* [Exercise description]:
Starting from the line that contains "of the reflection", reproduce each line exactly through the end of the material, and include no other lines.

* [Excerpted records]:
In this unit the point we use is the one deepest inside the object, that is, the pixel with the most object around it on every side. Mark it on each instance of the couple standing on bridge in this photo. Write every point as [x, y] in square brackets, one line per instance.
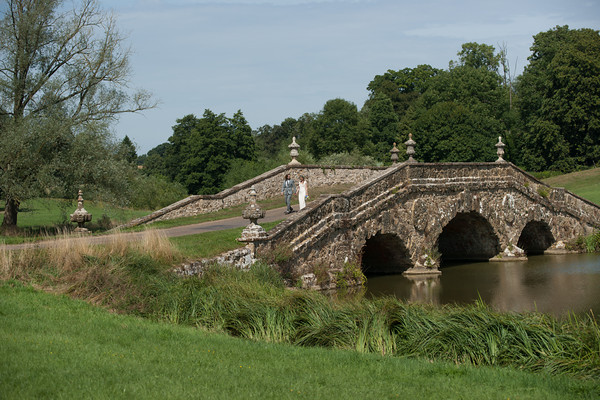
[289, 188]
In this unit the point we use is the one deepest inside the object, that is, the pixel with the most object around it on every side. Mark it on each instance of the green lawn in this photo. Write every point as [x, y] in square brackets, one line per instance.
[583, 183]
[56, 347]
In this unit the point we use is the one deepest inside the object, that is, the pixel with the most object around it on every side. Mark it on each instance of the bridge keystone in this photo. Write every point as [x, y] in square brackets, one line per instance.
[414, 217]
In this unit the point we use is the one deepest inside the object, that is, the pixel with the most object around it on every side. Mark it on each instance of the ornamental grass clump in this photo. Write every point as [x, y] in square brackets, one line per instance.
[241, 304]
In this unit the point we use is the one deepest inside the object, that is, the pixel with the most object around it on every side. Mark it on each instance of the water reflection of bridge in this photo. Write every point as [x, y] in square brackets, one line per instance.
[413, 215]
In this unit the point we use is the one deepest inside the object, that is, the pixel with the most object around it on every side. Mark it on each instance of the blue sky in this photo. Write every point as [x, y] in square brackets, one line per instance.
[279, 59]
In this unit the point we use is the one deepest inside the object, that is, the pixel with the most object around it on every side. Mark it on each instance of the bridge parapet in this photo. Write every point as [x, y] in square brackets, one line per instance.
[415, 202]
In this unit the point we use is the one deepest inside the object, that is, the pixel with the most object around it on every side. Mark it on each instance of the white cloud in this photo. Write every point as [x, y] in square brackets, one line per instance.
[279, 59]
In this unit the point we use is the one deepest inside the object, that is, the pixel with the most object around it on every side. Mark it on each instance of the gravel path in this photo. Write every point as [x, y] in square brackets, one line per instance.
[185, 230]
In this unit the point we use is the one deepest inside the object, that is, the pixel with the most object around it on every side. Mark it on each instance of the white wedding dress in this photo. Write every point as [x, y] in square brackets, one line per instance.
[302, 194]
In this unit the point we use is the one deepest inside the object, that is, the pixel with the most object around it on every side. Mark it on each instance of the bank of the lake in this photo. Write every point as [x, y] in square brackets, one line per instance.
[56, 347]
[255, 305]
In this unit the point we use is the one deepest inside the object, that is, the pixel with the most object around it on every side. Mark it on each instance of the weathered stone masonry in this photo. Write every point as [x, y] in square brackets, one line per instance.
[410, 211]
[267, 185]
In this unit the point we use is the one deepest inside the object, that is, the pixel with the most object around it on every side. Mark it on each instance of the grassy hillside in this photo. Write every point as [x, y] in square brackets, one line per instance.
[55, 347]
[583, 183]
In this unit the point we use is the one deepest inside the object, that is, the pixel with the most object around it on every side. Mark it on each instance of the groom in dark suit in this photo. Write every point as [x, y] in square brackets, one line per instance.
[288, 189]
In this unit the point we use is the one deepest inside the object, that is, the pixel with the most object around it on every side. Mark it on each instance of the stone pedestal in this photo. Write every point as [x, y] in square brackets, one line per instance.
[81, 216]
[253, 231]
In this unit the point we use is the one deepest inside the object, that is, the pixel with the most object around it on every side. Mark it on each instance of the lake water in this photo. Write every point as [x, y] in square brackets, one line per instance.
[553, 284]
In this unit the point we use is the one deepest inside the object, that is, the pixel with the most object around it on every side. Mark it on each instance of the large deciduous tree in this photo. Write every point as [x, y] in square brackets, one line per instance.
[336, 129]
[63, 73]
[402, 87]
[461, 114]
[201, 150]
[559, 100]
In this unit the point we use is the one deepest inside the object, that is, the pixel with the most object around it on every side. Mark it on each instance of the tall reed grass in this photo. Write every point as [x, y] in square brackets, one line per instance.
[135, 278]
[243, 305]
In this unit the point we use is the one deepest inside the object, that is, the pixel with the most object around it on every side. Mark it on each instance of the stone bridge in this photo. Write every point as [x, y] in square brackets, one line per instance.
[414, 216]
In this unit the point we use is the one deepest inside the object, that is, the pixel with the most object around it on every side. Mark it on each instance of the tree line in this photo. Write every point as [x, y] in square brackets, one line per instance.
[549, 117]
[64, 72]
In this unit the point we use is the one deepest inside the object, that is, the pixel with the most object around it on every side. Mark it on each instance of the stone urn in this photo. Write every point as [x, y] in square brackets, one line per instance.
[81, 216]
[253, 212]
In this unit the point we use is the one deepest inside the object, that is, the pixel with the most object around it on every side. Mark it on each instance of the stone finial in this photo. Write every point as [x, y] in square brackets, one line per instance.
[500, 149]
[394, 152]
[81, 216]
[410, 148]
[294, 152]
[253, 212]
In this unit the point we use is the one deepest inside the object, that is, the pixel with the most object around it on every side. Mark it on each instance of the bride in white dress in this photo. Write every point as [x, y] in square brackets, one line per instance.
[302, 192]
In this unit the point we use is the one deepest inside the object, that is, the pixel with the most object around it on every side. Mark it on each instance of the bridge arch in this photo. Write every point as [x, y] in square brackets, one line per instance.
[535, 237]
[384, 253]
[468, 237]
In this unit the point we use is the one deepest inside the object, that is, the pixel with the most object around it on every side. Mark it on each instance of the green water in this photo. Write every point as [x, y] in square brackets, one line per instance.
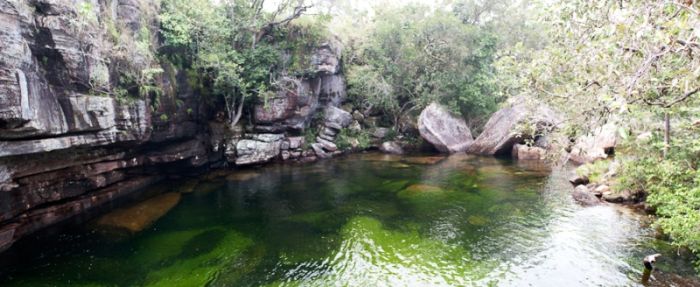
[361, 220]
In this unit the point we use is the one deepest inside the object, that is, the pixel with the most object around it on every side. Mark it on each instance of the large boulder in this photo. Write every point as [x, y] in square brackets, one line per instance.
[501, 131]
[443, 130]
[596, 145]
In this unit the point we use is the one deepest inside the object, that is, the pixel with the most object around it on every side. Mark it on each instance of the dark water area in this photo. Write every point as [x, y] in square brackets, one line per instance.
[361, 220]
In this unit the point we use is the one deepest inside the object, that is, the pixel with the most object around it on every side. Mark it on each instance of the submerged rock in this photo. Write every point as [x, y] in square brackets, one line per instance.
[188, 186]
[448, 133]
[578, 179]
[243, 175]
[421, 188]
[139, 216]
[391, 147]
[337, 118]
[190, 257]
[583, 196]
[259, 150]
[524, 152]
[426, 160]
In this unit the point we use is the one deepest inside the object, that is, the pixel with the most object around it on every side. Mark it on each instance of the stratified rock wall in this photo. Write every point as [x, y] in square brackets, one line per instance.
[67, 144]
[73, 138]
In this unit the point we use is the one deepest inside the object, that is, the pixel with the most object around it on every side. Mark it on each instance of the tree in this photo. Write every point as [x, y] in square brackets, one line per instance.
[231, 42]
[412, 58]
[633, 62]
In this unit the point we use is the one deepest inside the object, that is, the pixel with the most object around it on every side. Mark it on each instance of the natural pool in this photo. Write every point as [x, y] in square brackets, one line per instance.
[361, 220]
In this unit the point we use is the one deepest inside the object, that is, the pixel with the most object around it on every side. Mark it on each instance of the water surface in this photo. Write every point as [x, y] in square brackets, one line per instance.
[360, 220]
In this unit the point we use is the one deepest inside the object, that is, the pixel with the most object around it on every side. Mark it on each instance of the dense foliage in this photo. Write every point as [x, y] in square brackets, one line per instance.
[634, 63]
[236, 45]
[412, 58]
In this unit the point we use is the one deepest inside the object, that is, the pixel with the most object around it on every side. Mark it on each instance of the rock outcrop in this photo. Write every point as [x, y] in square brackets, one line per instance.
[260, 149]
[72, 139]
[502, 132]
[448, 133]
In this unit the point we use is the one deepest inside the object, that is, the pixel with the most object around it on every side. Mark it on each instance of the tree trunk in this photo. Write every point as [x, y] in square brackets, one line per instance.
[667, 134]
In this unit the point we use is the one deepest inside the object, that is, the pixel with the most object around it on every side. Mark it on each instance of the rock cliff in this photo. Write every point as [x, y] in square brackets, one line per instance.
[75, 134]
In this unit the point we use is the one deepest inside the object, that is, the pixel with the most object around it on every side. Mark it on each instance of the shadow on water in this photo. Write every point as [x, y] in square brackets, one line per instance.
[367, 219]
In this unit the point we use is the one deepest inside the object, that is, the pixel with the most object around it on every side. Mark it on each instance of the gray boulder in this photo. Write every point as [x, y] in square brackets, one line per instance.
[448, 133]
[500, 132]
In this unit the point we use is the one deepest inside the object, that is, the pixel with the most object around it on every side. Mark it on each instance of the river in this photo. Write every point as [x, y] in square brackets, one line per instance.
[360, 220]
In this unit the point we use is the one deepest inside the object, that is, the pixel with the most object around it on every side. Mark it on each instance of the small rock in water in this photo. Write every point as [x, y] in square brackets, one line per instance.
[578, 180]
[242, 175]
[391, 147]
[139, 216]
[477, 220]
[422, 188]
[583, 196]
[427, 160]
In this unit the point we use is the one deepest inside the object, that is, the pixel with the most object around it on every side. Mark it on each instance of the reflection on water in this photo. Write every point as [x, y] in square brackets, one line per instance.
[362, 220]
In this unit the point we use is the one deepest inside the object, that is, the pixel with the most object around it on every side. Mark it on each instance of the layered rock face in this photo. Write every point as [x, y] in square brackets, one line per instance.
[69, 143]
[66, 145]
[595, 146]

* [Answer in full]:
In this unit the point we use is the one deepest inside the object, that is, the pixel with the most object around it on every side. Mark it on each instance of the reflection on water in this photo. Write every point as [x, y] in square brackets, one line per instance.
[362, 220]
In this unit the point we use is the one deepest inside the object, that is, the pixel with the most object around it on every side. Mark it on each instance of the layered rock face in this photo. Write every point as [x, y] in square brackets, one line per instance.
[69, 143]
[66, 145]
[595, 146]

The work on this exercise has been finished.